- [READING TEXT]
How to cross the Torkham border from Afghanistan to Pakistan

How to cross the Torkham border from Afghanistan to Pakistan

Here's what you need to know to travel by road from Afghanistan to Pakistan, across the Torkham border.

This post is based on our experience crossing the Torkham border from Afghanistan to Pakistan in December 2023.

So, if you ever wondered how to cross the Torkham border from Afghanistan to Pakistan by road, then read on.

I’ve also written a story about what it was like to travel in Afghanistan.

Before you go

Make sure that you have a valid Pakistan visa and bring a printout of it with you.

The e-visa processing time is totally random. In our case this time it took three months, possibly because in the itinerary they asked for we mentioned southern Punjab and Sindh. Not sure, but given the giant fuss they made when we actually showed up in southern Punjab and Sindh, I get the feeling that it might be a better idea to just stick with listing the more popular northern areas on the itinerary when applying for the visa. We’ve heard in many cases of it just taking a few days or a couple of weeks.

[Stored data entries]
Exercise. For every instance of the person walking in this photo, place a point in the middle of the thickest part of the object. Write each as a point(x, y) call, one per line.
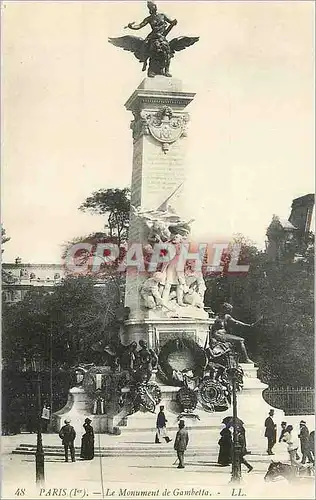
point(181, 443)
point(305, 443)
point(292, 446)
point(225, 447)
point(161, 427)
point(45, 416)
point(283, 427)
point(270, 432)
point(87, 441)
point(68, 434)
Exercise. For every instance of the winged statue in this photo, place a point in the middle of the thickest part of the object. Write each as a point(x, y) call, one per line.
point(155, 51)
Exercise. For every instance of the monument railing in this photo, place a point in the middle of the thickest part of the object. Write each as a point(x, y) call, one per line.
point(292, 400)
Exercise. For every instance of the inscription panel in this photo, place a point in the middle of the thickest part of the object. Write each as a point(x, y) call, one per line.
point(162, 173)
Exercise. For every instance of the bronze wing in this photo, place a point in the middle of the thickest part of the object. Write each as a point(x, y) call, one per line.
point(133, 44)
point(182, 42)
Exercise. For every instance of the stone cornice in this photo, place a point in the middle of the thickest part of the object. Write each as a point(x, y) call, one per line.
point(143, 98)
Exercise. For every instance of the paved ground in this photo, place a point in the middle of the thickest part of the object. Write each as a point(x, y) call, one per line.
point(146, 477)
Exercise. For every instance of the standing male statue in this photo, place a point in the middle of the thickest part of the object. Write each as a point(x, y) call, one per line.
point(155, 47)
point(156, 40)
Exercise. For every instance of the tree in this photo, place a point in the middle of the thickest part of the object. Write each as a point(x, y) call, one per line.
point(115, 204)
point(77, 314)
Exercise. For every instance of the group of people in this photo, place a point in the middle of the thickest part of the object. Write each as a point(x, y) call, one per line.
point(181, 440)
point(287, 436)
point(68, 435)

==

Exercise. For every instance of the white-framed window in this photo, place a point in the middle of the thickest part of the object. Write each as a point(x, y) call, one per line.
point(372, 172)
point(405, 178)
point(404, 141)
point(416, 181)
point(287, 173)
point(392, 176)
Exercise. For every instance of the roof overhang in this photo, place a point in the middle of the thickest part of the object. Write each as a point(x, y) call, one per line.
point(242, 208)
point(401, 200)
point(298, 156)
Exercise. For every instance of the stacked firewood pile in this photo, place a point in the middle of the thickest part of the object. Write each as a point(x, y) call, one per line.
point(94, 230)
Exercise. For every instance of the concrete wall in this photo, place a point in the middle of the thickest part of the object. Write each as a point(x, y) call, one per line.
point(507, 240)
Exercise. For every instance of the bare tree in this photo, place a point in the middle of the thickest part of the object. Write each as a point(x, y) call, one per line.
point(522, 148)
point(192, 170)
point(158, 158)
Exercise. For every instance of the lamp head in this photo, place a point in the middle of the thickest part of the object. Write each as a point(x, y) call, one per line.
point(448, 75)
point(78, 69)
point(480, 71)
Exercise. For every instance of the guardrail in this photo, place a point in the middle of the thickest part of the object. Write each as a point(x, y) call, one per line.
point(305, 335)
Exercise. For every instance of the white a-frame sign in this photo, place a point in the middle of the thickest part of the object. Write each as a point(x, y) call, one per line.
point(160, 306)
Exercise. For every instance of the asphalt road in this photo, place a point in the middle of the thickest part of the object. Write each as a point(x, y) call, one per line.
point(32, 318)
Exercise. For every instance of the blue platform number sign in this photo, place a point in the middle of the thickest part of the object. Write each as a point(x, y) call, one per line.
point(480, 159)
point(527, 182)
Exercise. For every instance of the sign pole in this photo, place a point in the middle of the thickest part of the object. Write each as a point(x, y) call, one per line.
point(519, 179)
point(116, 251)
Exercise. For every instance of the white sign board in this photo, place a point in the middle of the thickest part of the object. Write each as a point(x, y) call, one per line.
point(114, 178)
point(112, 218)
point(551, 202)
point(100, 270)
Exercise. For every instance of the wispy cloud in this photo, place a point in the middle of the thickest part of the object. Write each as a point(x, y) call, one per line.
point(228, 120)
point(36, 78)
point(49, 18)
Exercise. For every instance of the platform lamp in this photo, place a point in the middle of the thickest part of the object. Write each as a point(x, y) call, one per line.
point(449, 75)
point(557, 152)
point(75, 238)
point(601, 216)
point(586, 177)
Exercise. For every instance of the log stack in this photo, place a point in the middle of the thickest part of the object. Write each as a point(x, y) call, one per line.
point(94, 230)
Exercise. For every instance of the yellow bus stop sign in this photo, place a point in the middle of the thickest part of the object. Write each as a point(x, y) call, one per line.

==

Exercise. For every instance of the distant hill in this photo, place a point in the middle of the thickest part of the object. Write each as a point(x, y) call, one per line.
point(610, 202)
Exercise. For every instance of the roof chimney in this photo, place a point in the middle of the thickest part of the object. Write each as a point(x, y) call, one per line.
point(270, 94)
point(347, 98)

- [ASSIGNED TASK A] In the guide to crossing the Torkham border, how long did the Pakistan e-visa take to process for the writer's group this time?
- [ASSIGNED TASK B] Continue the guide to crossing the Torkham border from Afghanistan to Pakistan after its last sentence.

- [EXPECTED OUTPUT A] Three months.

- [EXPECTED OUTPUT B]
The last time we applied for this visa, in 2019, we supplied a random hotel booking which is all they asked for. Then they came back suddenly and wanted a letter of invitation so we had to buy that as well. Applying from your home country is recommended, since they will sometimes call you in for an interview at your home embassy. I guess if you were already on the road at that point you’d have to try and arrange the interview elsewhere, which apparently is best avoided if possible.

So: give yourself time to get the visa, and when you do get it, print it.

Bring your yellow vaccination card with you. On both sides of this border, dubious medical (?) personnel will try to force feed you an oral polio vaccine. The Afghan side let Oyv through without it when he argued a bit and produced his yellow card showing that he is already properly vaccinated. I (Sar) was in a tent with women who couldn’t read my yellow card and insisted on the vaccine. On Pakistan’s side we were together and we both showed our cards and I also showed the new ‘yellow slip’ from my recent vaccination fifteen minutes prior. We argued long and hard but they weren’t having any of it and absolutely insisted on it. We have a friend who crossed the border a different day, and he argued apparently for a very long time and avoided it so maybe it depends on who you meet. Either way, it’s a (invasive and ridiculous) formality and both of us spit it out almost immediately, probably within sight of the officers, and nobody said anything.

There are plenty of moneychangers on the Afghan side of the border. There a just a few on the Pakistani side. We didn’t see ATMs on Pakistan’s side.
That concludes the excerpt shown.